**Text provided:**
The puppy was unable to walk on her back legs. They were crumpled behind her, and an initial attempt to touch her was greeted with a horrified screech and a retreat to the back of the cage. She was terrified.
Her X-rays told of the duration, and level of brutality, of the abuse. The hips were both fractured, as were both femurs, the pelvis, parts of the spine and even her little skull.
The fractures were not only severe, they were all in different stages of healing. Some looked very fresh, some were at least weeks old. This puppy had been abused severely and for a long time.
It really sunk in when viewing the radiographs with one of our senior and seasoned technicians, Erin. She was struck silent, eyes filling with tears.
We repaired the fractures that we could, leaving the others to complete some form of healing on their own. The great news is that this little puppy has thrived with the care it received, and she is now well-socialized, walking, albeit with a limp, and playing. In true dog fashion, she is not looking back. She’s going with what she’s got left and getting ready for adoption and a new life.
What strikes me most about all of this is that we seem to live in a parallel universe. A community that is populated with incredibly dedicated, compassionate and generous animal lovers.
Our culture and media celebrate, and are dominated by, stories and images of the human-animal bond. We collectively recoil in horror at scenes of animal cruelty.

**Work to do:**
A. Please reproduce the passage of the puppy account word for word, starting with "What strikes me" and going on through "of animal cruelty.".
B. In the puppy account, what is the name of the senior technician who viewed the radiographs?
Rely solely on the puppy account when working from this material.

**Dataset section:**
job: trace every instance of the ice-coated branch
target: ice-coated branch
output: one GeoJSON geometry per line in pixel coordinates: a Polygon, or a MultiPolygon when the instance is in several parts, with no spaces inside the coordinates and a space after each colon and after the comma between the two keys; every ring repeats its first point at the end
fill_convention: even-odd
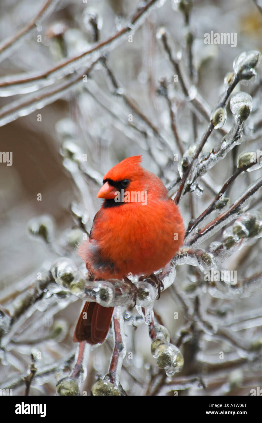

**Replies:**
A.
What strikes me most about all of this is that we seem to live in a parallel universe. A community that is populated with incredibly dedicated, compassionate and generous animal lovers.
Our culture and media celebrate, and are dominated by, stories and images of the human-animal bond. We collectively recoil in horror at scenes of animal cruelty.

B. Erin